Serverless circuit breakers with Durable Entities

jeffhollan profile image Jeff Hollan ・9 min read

I remember a call with a customer from my first few months on the Azure Functions team. The customer’s function triggered from a queue message and ran a stored procedure in a SQL database. The solution had been working fantastic for months at a high scale until one fateful day the SQL database crashed. What resulted is a serverless version of kicking someone while they're down. The function executions started to fail, and as they failed, the message would be re-queued and retried (which is great! Retrying generally is a best practice, especially for transient failures). But more queue messages kept landing in the queue, in addition to a growing number of retries. Within minutes they had gone from hundreds of failed executions to thousands. What's worse, once the SQL database failure was resolved, Azure Functions was ready to hammer that poor SQL database back into a failed state with a mountain of queue messages and retries it had been holding up. Eventually, things got back into a steady-state, but the team was left with thousands of messages in a dead-letter queue and some battle scars. It's a powerful reminder that sometimes serverless scale can make a bad situation worse.

What the customer wanted was simple enough to understand.

"Can we make it so our function stops triggering if lots of failures start happening?"

It’s a simple problem that has been asked by many a developer. I want to show how you can use the new Durable Entities feature of Azure Functions to create a stateful circuit breaker to achieve exactly that.

Traditional circuit breakers and serverless scale

The pattern isn't a new one. Generally, it's known as the circuit breaker pattern. You can think of it as an electric circuit with a gate. Imagine electricity is flowing through a circuit to a destination. A gate is there bridging the connection. If you ever need to stop the flow of electricity, the gate "opens" creating a gap in the circuit, and stopping electricity. When electricity should resume, you "close" the gate connecting the circuit.

Many libraries exist that can implement this pattern in traditional apps. Polly for .NET is my favorite, but there are plenty to choose from. You can define a threshold number of exceptions within a range - if I get more than 30 exceptions in 1 minute - and it "opens" the gate to stop processing. While this works for many applications, serverless presents new challenges where this model doesn't fit.

Single server vs distributed apps

Assume I'm processing all of my queue messages on a single server. Here, libraries like Polly have worked great. Polly keeps an in-memory count of exceptions as they occur, and it can easily keep track of the threshold because every exception will only occur on that single instance.

Distributed applications like serverless functions are much different. Within seconds under load, an Azure Function can scale to dozens of instances. Imagine now that you have 50 active function instances triggering on events. You could have a circuit breaker library running in your app - but you'd have 50 instances of that circuit breaker library. Now imagine that you get 50 exceptions all at once, but each exception spreads evenly across your instances. Each library, like Polly, will think everything is healthy. "Hey I'm good, I only saw one exception, and my threshold is 30, so let's keep the circuit closed." But the global story is much different. Globally the threshold was crossed, but because each instance was processing in isolation, there was nothing that knew the state and health of the entire circuit. Not to mention, even if one instance "halted" processing, the other 49 may keep chugging along.

- Given data
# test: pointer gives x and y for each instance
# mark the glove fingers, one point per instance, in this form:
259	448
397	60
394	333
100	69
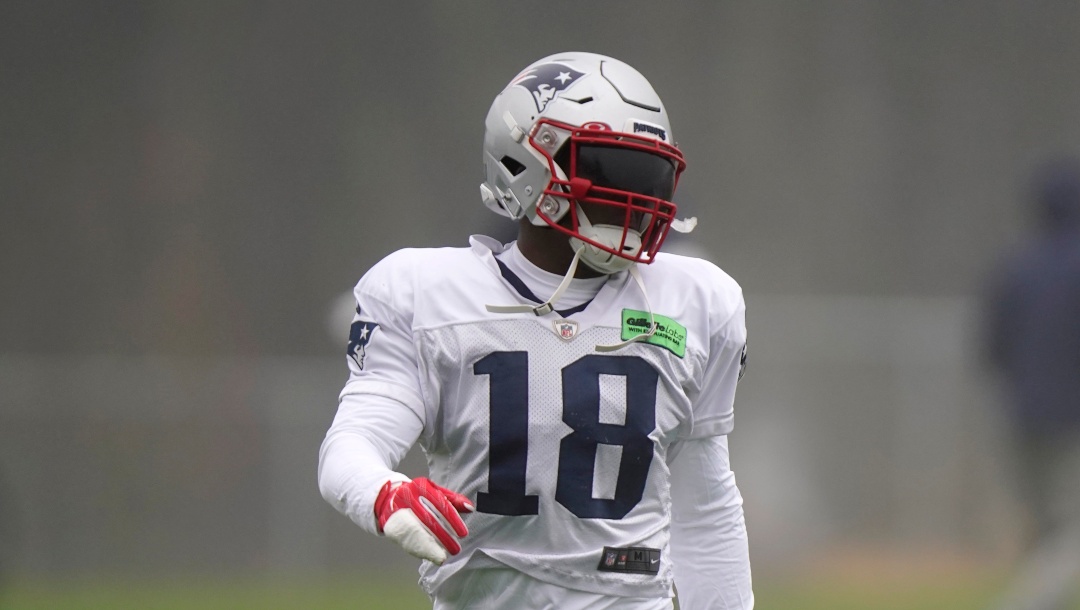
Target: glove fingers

* * *

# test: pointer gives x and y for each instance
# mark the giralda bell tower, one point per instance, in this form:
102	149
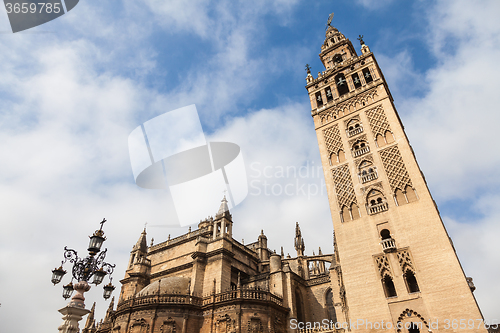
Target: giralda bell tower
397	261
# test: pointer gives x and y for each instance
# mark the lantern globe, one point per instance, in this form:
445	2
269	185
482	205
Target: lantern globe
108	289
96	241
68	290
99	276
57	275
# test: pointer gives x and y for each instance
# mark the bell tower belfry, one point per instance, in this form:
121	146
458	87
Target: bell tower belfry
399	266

- Exercises
A. Transcribe the circuit breaker article from "What the customer" up to and including "achieve exactly that.".
B. Answer these questions using the circuit breaker article:
(i) What did the customer's function run after it triggered from a queue message?
(ii) Which .NET library does the writer call a favorite?
(iii) How many active function instances does the distributed example ask the reader to imagine?
C. Translate this sentence from the circuit breaker article into Spanish: "Polly keeps an in-memory count of exceptions as they occur, and it can easily keep track of the threshold because every exception will only occur on that single instance."

- Task answers
A.
What the customer wanted was simple enough to understand.

"Can we make it so our function stops triggering if lots of failures start happening?"

It’s a simple problem that has been asked by many a developer. I want to show how you can use the new Durable Entities feature of Azure Functions to create a stateful circuit breaker to achieve exactly that.

B.
(i) A stored procedure in a SQL database
(ii) Polly
(iii) 50

C. Polly mantiene un recuento en memoria de las excepciones a medida que ocurren, y puede llevar fácilmente el control del umbral porque cada excepción solo ocurrirá en esa única instancia.